— START Selection —

Five Goals of Every Project
Project goals keep the focus on what is most important. However, on some teams these primary goals are lost in their meeting's activities. Make sure each meeting is structured so as to move the project forward. Even if the progress is only inches rather than by huge leaps, the team must be pushing the project forward as quickly, safely, and reasonably as possible.
Finish the project within the scheduled timetable.
Your goal should be to finish the project within the timeframe agreed upon. This means you must do everything possible to drive the project to the end and stay on time. Remember to avoid guessing and incompetence in the planning of the scope so as to have a reasonable time schedule with which to work.
Finish the project within the scheduled budget.
Budgets are set by some project teams while others inherit them. Whether you set the budget or inherit it, you need to make sure you are doing your best to track your expenditures and know where the money is going. When you finish the project within the scheduled budget, you demonstrate your ability in running the project responsibly.
Finish the project with the same level of quality.
Unfortunately, when projects lag behind, quality is often sacrificed in order to catch up. Project leaders sometimes feel that in order to pick up speed, pieces of the project will need to be downsized or cut completely. True, the project plan will have to be revised when problems arise, but the revision should never compromise quality. While it is important to keep deadlines, it is equally important to keep the project's quality high throughout the project.

— END Selection —

Tasks to carry out:
- 1) Reproduce the passage on project goals, starting at "Finish the project within the scheduled timetable." and ending at "the project responsibly.".
- 2) For each statement below, say yes or no according to the passage on project goals, and quote the words that decide it. (a) Some project teams inherit their budgets instead of setting them. (b) A revision of the project plan may lower quality when deadlines demand it. (c) The team must move the project forward in huge leaps.

— START Provided records —

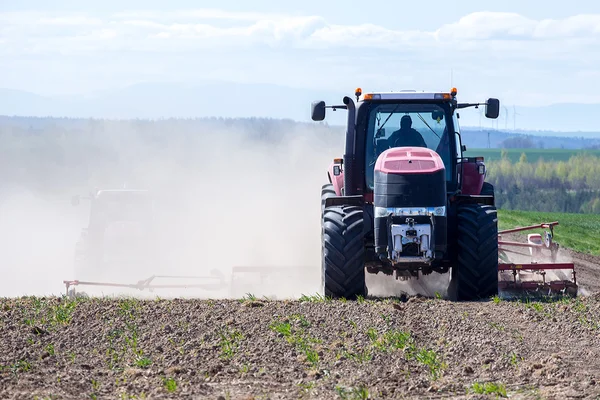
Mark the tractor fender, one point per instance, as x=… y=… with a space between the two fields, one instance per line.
x=472 y=180
x=336 y=180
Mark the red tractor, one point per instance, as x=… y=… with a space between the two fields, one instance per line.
x=404 y=200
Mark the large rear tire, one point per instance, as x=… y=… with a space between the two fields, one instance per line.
x=475 y=275
x=343 y=252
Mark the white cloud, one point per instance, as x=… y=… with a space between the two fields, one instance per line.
x=490 y=52
x=189 y=30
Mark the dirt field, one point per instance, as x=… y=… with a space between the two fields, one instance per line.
x=259 y=348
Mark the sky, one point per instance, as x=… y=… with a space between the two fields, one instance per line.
x=526 y=53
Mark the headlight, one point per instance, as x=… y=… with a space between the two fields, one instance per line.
x=381 y=212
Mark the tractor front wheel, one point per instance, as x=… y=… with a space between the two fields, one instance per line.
x=343 y=252
x=475 y=275
x=327 y=191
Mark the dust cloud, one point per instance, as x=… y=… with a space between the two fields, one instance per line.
x=220 y=201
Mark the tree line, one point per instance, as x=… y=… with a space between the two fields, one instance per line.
x=550 y=186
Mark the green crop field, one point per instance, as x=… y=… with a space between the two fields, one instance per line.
x=532 y=154
x=579 y=232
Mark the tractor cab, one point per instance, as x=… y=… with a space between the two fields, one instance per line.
x=380 y=121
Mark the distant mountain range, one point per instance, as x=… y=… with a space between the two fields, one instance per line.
x=226 y=99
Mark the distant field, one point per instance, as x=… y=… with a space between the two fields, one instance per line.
x=579 y=232
x=532 y=154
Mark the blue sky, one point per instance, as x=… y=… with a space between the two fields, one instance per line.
x=524 y=52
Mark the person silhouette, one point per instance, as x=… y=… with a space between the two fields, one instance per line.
x=406 y=136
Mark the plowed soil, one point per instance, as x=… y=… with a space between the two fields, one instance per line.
x=413 y=348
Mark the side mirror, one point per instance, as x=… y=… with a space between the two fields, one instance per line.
x=492 y=108
x=437 y=115
x=317 y=110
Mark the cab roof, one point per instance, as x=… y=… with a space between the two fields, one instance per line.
x=406 y=95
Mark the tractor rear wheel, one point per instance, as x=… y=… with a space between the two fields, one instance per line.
x=475 y=275
x=343 y=252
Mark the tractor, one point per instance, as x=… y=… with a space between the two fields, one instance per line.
x=119 y=235
x=404 y=200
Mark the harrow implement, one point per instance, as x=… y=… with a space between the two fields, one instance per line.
x=534 y=265
x=238 y=284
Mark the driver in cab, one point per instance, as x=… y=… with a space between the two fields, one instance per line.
x=406 y=136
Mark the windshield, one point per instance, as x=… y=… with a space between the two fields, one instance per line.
x=398 y=125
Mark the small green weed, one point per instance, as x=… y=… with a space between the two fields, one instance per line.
x=170 y=384
x=355 y=393
x=230 y=342
x=489 y=388
x=143 y=362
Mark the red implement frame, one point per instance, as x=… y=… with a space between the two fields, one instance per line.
x=535 y=266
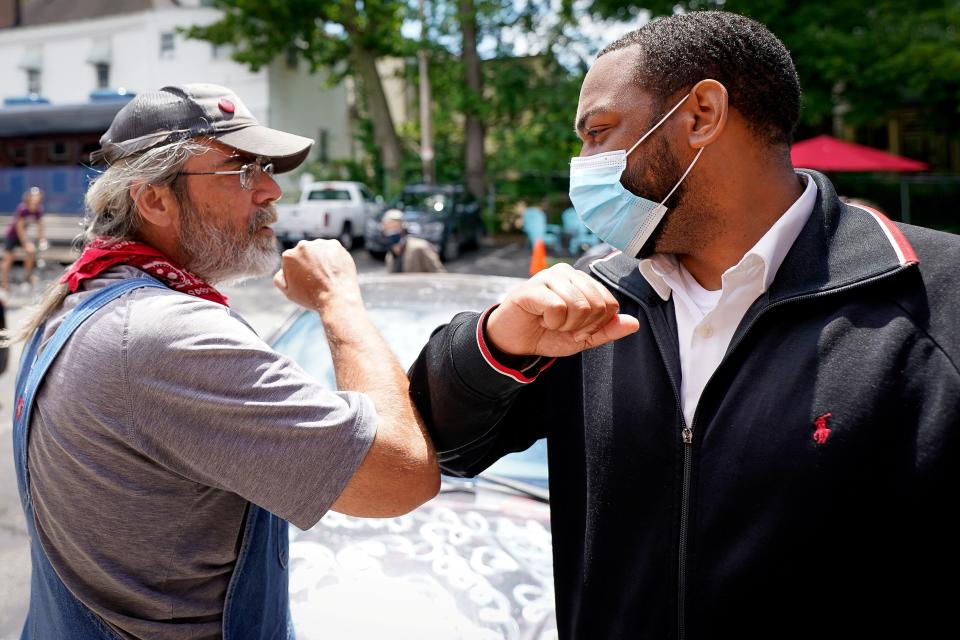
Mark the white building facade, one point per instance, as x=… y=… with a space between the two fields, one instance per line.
x=134 y=51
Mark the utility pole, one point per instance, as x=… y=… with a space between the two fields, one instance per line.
x=426 y=130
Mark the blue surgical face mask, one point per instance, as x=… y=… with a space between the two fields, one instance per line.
x=393 y=239
x=618 y=217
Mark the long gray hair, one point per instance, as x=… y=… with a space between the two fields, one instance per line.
x=111 y=211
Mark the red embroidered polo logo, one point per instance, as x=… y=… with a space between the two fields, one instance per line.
x=822 y=431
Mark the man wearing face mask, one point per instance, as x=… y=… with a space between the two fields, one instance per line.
x=407 y=254
x=752 y=408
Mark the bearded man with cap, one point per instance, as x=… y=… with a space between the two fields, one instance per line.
x=753 y=416
x=161 y=446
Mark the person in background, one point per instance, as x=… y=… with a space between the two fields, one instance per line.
x=406 y=253
x=31 y=209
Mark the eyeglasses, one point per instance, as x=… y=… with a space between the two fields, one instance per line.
x=249 y=173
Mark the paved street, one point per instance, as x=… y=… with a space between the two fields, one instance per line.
x=262 y=306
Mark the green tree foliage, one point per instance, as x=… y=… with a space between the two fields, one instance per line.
x=869 y=57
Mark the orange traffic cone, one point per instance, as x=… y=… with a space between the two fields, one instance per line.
x=538 y=261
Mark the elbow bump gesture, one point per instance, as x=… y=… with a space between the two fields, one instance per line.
x=558 y=312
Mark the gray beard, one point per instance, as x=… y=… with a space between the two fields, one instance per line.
x=219 y=255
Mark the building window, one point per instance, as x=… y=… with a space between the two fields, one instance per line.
x=103 y=75
x=293 y=58
x=33 y=81
x=166 y=44
x=323 y=142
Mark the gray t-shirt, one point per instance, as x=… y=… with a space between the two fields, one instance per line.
x=161 y=417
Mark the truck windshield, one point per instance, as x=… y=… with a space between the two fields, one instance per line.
x=329 y=194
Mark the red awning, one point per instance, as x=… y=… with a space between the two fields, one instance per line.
x=824 y=153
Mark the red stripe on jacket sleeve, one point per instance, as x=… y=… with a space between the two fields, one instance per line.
x=500 y=368
x=899 y=241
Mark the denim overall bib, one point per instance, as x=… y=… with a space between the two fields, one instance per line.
x=257 y=602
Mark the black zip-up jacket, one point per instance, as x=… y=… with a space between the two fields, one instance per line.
x=814 y=493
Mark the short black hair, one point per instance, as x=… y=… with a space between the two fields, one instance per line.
x=678 y=51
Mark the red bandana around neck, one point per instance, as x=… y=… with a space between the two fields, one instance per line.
x=103 y=253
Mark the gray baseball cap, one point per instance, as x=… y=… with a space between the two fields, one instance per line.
x=155 y=118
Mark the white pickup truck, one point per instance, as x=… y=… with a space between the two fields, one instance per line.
x=329 y=209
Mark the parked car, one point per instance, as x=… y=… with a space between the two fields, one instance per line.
x=446 y=215
x=332 y=209
x=474 y=562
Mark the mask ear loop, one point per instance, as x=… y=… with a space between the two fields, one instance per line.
x=654 y=128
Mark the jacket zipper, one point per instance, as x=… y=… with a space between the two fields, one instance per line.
x=686 y=432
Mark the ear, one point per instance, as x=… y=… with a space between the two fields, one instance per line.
x=709 y=114
x=155 y=203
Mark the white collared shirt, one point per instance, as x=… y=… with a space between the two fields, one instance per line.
x=707 y=320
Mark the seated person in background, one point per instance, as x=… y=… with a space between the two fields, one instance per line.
x=408 y=254
x=31 y=207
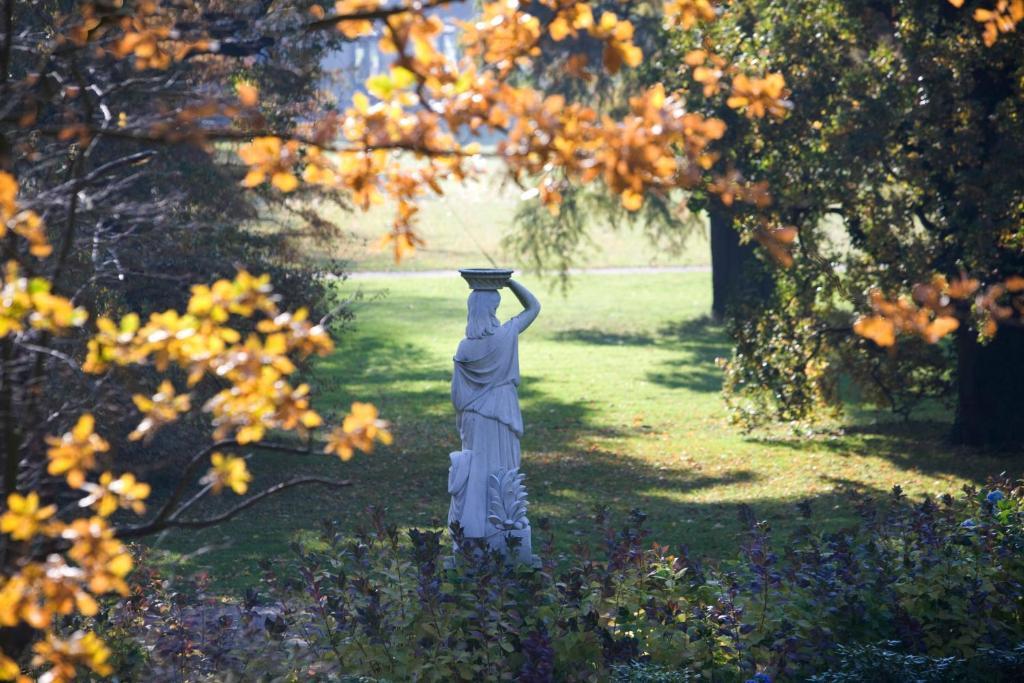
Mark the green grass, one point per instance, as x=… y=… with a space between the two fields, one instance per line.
x=622 y=406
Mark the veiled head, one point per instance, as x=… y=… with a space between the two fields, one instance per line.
x=482 y=317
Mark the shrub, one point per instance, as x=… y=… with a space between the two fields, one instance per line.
x=913 y=591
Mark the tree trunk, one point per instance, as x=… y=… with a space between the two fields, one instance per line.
x=989 y=377
x=735 y=272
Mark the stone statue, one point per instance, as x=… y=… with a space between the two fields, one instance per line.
x=487 y=497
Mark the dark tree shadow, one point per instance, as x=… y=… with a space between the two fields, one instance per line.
x=911 y=445
x=697 y=343
x=599 y=337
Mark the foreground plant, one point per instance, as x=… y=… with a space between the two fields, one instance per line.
x=58 y=563
x=927 y=590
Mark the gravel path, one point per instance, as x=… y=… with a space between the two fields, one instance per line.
x=634 y=270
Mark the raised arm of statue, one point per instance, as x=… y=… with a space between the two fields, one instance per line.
x=530 y=306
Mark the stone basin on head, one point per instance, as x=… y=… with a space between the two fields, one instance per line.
x=486 y=279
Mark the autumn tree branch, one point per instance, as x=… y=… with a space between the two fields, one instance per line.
x=175 y=522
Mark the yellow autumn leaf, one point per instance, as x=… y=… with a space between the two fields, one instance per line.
x=878 y=329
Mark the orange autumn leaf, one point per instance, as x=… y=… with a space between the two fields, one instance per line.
x=878 y=329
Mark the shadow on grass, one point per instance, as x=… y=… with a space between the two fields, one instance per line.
x=601 y=338
x=697 y=343
x=913 y=445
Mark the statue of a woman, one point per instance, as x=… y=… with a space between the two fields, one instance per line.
x=487 y=498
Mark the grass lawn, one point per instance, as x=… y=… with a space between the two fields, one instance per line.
x=622 y=406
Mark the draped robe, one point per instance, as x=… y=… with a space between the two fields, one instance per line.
x=484 y=392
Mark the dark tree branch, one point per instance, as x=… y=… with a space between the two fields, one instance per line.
x=8 y=39
x=168 y=511
x=174 y=522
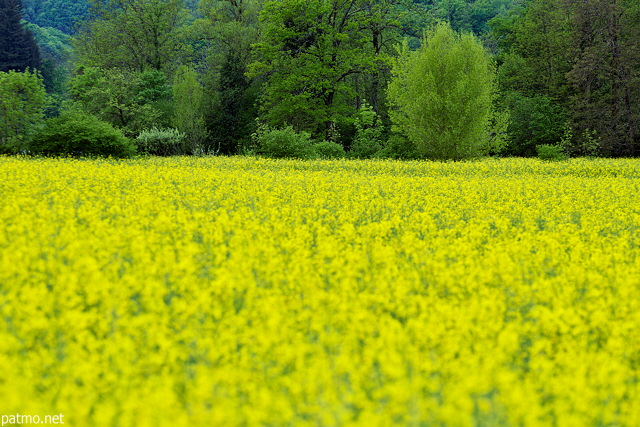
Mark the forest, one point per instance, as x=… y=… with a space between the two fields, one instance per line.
x=440 y=79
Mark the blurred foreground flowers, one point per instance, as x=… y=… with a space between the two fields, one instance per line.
x=245 y=291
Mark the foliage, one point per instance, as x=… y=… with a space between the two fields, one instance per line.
x=283 y=143
x=62 y=15
x=161 y=142
x=442 y=95
x=398 y=147
x=329 y=150
x=227 y=30
x=78 y=134
x=131 y=101
x=310 y=53
x=56 y=52
x=369 y=134
x=133 y=35
x=18 y=48
x=243 y=291
x=584 y=56
x=22 y=103
x=550 y=152
x=534 y=121
x=188 y=116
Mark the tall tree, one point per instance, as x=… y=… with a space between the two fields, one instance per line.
x=132 y=34
x=583 y=56
x=606 y=75
x=227 y=29
x=310 y=52
x=18 y=49
x=22 y=101
x=59 y=14
x=442 y=95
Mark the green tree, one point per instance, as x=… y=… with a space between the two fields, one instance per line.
x=442 y=95
x=131 y=101
x=18 y=48
x=22 y=102
x=135 y=35
x=311 y=53
x=605 y=77
x=583 y=56
x=188 y=99
x=225 y=33
x=536 y=120
x=59 y=14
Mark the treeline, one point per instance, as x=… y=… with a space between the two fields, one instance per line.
x=360 y=78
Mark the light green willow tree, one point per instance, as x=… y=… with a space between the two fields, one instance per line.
x=441 y=96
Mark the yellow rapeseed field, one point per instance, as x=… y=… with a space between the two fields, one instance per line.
x=246 y=291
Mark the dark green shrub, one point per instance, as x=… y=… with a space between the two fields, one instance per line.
x=161 y=142
x=550 y=152
x=398 y=147
x=329 y=150
x=284 y=143
x=369 y=131
x=78 y=134
x=534 y=121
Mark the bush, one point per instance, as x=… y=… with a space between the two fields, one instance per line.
x=535 y=121
x=369 y=130
x=550 y=152
x=161 y=142
x=441 y=95
x=283 y=143
x=22 y=102
x=78 y=134
x=329 y=150
x=398 y=147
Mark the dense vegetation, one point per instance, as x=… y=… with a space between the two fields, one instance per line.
x=555 y=72
x=243 y=291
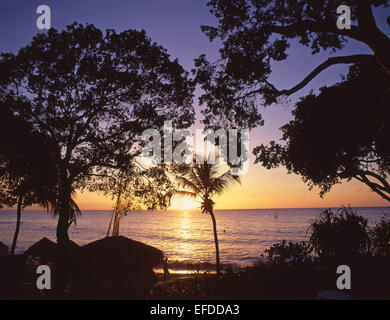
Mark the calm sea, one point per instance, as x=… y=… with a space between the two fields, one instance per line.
x=184 y=236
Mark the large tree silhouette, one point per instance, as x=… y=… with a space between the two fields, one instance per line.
x=93 y=94
x=341 y=133
x=256 y=32
x=203 y=179
x=28 y=171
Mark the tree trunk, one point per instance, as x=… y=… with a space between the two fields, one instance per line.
x=64 y=214
x=63 y=258
x=18 y=218
x=216 y=241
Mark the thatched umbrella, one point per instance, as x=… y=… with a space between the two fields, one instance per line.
x=48 y=251
x=115 y=267
x=44 y=248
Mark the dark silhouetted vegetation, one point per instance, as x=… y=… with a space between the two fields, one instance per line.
x=204 y=180
x=340 y=134
x=93 y=94
x=257 y=33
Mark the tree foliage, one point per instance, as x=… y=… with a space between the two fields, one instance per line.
x=93 y=94
x=257 y=32
x=341 y=133
x=341 y=234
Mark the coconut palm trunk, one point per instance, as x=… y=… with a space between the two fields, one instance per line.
x=216 y=241
x=18 y=219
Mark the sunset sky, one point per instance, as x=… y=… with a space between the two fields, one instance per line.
x=175 y=24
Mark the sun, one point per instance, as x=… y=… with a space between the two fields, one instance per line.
x=185 y=203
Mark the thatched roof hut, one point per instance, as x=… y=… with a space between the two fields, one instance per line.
x=3 y=249
x=115 y=267
x=48 y=250
x=43 y=248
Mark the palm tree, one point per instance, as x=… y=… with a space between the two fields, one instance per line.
x=203 y=179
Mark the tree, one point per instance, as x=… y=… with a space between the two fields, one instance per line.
x=28 y=174
x=256 y=32
x=341 y=133
x=94 y=94
x=202 y=179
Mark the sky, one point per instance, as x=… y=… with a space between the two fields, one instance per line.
x=175 y=24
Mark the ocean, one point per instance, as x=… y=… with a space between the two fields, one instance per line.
x=185 y=236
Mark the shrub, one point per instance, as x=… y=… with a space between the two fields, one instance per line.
x=291 y=252
x=343 y=233
x=380 y=238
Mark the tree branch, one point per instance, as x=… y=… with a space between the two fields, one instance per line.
x=329 y=62
x=383 y=191
x=315 y=26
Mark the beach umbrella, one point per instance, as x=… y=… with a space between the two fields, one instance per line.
x=48 y=250
x=116 y=267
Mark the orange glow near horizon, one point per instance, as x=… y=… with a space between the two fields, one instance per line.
x=262 y=189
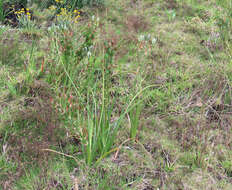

— END Provided records —

Solutions by task:
- 1)
Finish the project within the scheduled timetable.
Your goal should be to finish the project within the timeframe agreed upon. This means you must do everything possible to drive the project to the end and stay on time. Remember to avoid guessing and incompetence in the planning of the scope so as to have a reasonable time schedule with which to work.
Finish the project within the scheduled budget.
Budgets are set by some project teams while others inherit them. Whether you set the budget or inherit it, you need to make sure you are doing your best to track your expenditures and know where the money is going. When you finish the project within the scheduled budget, you demonstrate your ability in running the project responsibly.

- 2)
(a) Yes: "Budgets are set by some project teams while others inherit them."
(b) No: "the revision should never compromise quality."
(c) No: "Even if the progress is only inches rather than by huge leaps, the team must be pushing the project forward"